Prof. Dr. İsmail Barış: “Engel yoksa engellilik yoktur”

Açılış konuşmalarının ardından oturumlara geçildi. Üsküdar Üniversitesi Sosyal Hizmet Bölüm Başkanı İsmail Barış konuşmasında erişilebilirlik ve ayrımcılık temellerine vurgu yaptı. Prof. Dr. İsmail Barış; “Engellilikle alakalı motto şudur: Engel yoksa engellilik yoktur. Eğer engel yoksa engelleri kaldırmışsak engelliler vardır ama engellilik yoktur. Şimdi bu çerçeveden baktığımız zaman engelli çalışmaları esas itibariyle erişilebilirlik ve ayrımcılık olmak üzere iki ray üzerinde görür bu iki ray esas itibariyle dolaylı bir ilişki içerisindedir. Erişilebilirlik koşullarının olmaması ayrımcılığı tetikler ayrımcılığı besler. Ülkemizde esasında engellilikle alakalı haklar çerçevesinde baktığımız zaman 1997 tarihinde 3194 sayılı kanunun bir maddesine ek bir madde eklenmiş burada erişilebilirlik alanına dair çeşitli düzenlemeler vardır. Ancak bunca düzenlemeye rağmen ülkemizde istemiş olduğumuz erişilebilirlik noktasına gelip gelmediğimiz konusunda söz söylemek mümkündür. Yapılan o kadar çok şey olmasına rağmen yapılmasını beklediğimiz ya da yapılmasından daha da olumlu sonuçlar beklediğimiz birtakım şeyler var. Erişilebilirlik kavramının içi hak temelli anlayışla doldurulmalıdır. Kavramın içini doldurabilmek için engellilerimizle alakalı verilecek olan hizmetlerin hak temelli bir anlayıştan olması gerekiyor. Onların önündeki engelleri kaldırabilme adına sivil toplum örgütlerinin ve alanla alakalı bireysel çalışanların taşın altına ellerini koymalarını sağlamaktır.” dedi.

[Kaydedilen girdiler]
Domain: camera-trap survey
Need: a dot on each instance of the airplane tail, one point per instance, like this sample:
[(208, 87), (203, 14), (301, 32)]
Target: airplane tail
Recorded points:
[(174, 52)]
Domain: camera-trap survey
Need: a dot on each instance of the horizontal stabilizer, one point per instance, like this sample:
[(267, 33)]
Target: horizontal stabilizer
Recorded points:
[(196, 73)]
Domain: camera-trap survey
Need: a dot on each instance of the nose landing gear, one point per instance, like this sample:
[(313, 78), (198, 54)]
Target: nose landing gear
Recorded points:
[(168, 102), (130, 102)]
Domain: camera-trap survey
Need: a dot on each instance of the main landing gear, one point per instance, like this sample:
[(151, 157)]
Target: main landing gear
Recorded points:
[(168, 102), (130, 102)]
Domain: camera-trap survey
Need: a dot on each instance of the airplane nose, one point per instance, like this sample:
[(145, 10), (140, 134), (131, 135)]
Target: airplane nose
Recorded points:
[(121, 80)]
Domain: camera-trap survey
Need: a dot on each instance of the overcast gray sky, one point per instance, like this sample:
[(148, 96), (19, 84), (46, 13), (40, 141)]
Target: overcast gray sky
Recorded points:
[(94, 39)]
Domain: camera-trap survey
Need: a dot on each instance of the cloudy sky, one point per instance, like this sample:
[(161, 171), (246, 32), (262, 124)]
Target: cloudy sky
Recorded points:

Verilen görev » İncelenen metinde İsmail Barış'ın tırnak içindeki sözlerinden "erişilebilirlik" sözcüğünü büyük ya da küçük harfle içeren cümlelerin tümünü metindeki sırasıyla yazın.

Yanıt »
1. Şimdi bu çerçeveden baktığımız zaman engelli çalışmaları esas itibariyle erişilebilirlik ve ayrımcılık olmak üzere iki ray üzerinde görür bu iki ray esas itibariyle dolaylı bir ilişki içerisindedir.
2. Erişilebilirlik koşullarının olmaması ayrımcılığı tetikler ayrımcılığı besler.
3. Ülkemizde esasında engellilikle alakalı haklar çerçevesinde baktığımız zaman 1997 tarihinde 3194 sayılı kanunun bir maddesine ek bir madde eklenmiş burada erişilebilirlik alanına dair çeşitli düzenlemeler vardır.
4. Ancak bunca düzenlemeye rağmen ülkemizde istemiş olduğumuz erişilebilirlik noktasına gelip gelmediğimiz konusunda söz söylemek mümkündür.
5. Erişilebilirlik kavramının içi hak temelli anlayışla doldurulmalıdır.